* WHAT TO DO: Render every entry verbatim.

(Location annotation dataset excerpts)
□ □ □ □ □

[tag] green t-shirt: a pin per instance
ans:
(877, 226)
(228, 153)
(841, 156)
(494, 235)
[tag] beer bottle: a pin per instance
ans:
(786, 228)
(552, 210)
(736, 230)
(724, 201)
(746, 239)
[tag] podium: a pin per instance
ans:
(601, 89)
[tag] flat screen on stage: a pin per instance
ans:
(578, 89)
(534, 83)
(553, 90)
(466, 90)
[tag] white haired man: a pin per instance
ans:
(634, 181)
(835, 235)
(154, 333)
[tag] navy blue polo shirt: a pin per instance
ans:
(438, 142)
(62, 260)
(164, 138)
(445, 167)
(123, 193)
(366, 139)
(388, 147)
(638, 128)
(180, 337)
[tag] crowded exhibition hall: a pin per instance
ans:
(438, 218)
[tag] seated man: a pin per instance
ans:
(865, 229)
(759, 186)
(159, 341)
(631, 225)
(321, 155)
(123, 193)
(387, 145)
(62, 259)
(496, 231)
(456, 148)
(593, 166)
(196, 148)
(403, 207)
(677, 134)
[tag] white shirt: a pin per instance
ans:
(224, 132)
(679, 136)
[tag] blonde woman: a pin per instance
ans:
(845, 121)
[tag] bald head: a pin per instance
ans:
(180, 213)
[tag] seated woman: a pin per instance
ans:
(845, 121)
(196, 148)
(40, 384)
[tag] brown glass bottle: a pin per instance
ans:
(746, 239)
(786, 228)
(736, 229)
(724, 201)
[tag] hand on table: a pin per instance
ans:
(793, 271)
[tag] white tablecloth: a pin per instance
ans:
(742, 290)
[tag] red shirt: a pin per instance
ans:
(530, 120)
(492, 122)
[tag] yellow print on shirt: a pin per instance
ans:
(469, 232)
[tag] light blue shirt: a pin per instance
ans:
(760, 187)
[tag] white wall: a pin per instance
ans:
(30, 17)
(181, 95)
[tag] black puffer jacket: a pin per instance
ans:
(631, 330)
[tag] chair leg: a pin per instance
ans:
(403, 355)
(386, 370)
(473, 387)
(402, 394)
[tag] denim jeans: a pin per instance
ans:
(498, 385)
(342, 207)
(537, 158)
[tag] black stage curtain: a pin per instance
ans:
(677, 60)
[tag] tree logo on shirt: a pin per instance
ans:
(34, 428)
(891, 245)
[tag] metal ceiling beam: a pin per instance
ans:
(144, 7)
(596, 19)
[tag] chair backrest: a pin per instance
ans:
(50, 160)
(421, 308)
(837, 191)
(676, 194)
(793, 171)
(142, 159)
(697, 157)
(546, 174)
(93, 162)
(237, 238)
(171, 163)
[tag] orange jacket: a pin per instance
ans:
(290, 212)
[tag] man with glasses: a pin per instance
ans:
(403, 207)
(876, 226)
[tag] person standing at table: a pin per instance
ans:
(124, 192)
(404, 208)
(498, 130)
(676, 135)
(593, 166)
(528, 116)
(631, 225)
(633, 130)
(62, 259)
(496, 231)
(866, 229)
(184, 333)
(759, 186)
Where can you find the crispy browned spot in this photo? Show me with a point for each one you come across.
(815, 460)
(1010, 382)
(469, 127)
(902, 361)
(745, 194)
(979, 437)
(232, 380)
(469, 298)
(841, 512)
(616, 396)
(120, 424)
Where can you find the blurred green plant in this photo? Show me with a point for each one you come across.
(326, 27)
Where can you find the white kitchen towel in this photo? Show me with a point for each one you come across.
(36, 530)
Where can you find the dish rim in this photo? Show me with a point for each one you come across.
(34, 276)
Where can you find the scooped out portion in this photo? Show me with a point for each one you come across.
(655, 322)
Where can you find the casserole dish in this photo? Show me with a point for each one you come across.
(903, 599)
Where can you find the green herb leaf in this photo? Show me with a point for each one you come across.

□ □ □ □ □

* RESPONSE TO THE EXERCISE:
[tag] green t-shirt: a pin per instance
ans:
(877, 226)
(228, 153)
(841, 156)
(494, 235)
[tag] beer bottle: a pin per instance
ans:
(786, 228)
(552, 210)
(736, 230)
(724, 201)
(746, 239)
[tag] podium: a pin per instance
ans:
(601, 89)
[tag] flat screen on stage: a pin per instance
ans:
(578, 89)
(534, 83)
(553, 90)
(466, 90)
[tag] white haired man: a pin per instance
ans:
(634, 181)
(835, 235)
(154, 333)
[tag] navy blue polo shirt: a pin per instance
ans:
(438, 142)
(62, 260)
(164, 138)
(445, 167)
(123, 193)
(366, 139)
(388, 147)
(638, 128)
(180, 337)
[tag] crowded exhibition hall: a pin per instance
ans:
(438, 218)
[tag] seated man: a pin per instance
ans:
(865, 229)
(759, 186)
(159, 341)
(631, 225)
(321, 155)
(123, 193)
(387, 145)
(62, 259)
(496, 231)
(456, 148)
(593, 166)
(196, 148)
(403, 207)
(677, 134)
[tag] white shirt: a pin per instance
ans:
(224, 132)
(679, 136)
[tag] blonde woman: a pin per instance
ans:
(845, 121)
[tag] bald head: a pin per instance
ans:
(180, 213)
[tag] seated woman: a pin per instance
ans:
(845, 121)
(196, 148)
(40, 384)
[tag] brown glass bottle: a pin per instance
ans:
(746, 239)
(786, 228)
(736, 229)
(724, 201)
[tag] hand on table: a pin per instance
ans:
(793, 271)
[tag] white tablecloth: a pin per instance
ans:
(742, 290)
[tag] red shirt: a pin per instance
ans:
(530, 120)
(492, 122)
[tag] yellow print on shirt: a pin per instance
ans:
(469, 232)
[tag] light blue shirt: a pin per instance
ans:
(760, 187)
[tag] white wall: a pin per instance
ans:
(30, 17)
(181, 95)
[tag] black puffer jacket: a pin per instance
ans:
(631, 330)
[tag] chair leg: a pin per instance
ans:
(403, 355)
(386, 370)
(473, 387)
(402, 394)
[tag] denim jeans: a pin per instance
ans:
(498, 385)
(342, 207)
(537, 158)
[tag] black stage curtain: a pin per instance
ans:
(677, 60)
[tag] tree logo on shirt: a pin per instance
ans:
(34, 428)
(891, 245)
[tag] metal ceiling beam: a pin per instance
ans:
(144, 7)
(596, 19)
[tag] chair backrest: a pin per instance
ans:
(50, 160)
(421, 308)
(837, 191)
(676, 194)
(793, 171)
(142, 159)
(697, 157)
(546, 174)
(93, 162)
(237, 238)
(171, 163)
[tag] orange jacket: a pin per instance
ans:
(290, 212)
[tag] man with glasses: a pin per instance
ans:
(403, 207)
(876, 226)
[tag] person standing at table: a pin per instance
ans:
(124, 192)
(404, 208)
(498, 130)
(676, 135)
(593, 166)
(528, 116)
(631, 225)
(633, 130)
(62, 259)
(496, 231)
(866, 229)
(184, 333)
(759, 186)
Where can you find the crispy browned spot in this photo? Show me with a point for each one you come across.
(815, 460)
(1010, 382)
(469, 127)
(902, 361)
(745, 194)
(979, 437)
(232, 380)
(469, 298)
(841, 512)
(616, 396)
(120, 424)
Where can you find the blurred green plant in this photo? Show me with a point for each one you come across.
(326, 27)
Where can you find the white kitchen towel in this photo? Show me with a point for each one you come across.
(36, 530)
Where can you find the dish rim in this photo? Show me with a point for each one you come across.
(34, 276)
Where can you find the scooped out portion in this photo? Show me with a point for each one you come across.
(655, 322)
Where can you find the casserole dish in this photo? Show me with a point for each one you come across.
(903, 599)
Where can you find the green herb leaf in this photo? Show me with a point for each one you come across.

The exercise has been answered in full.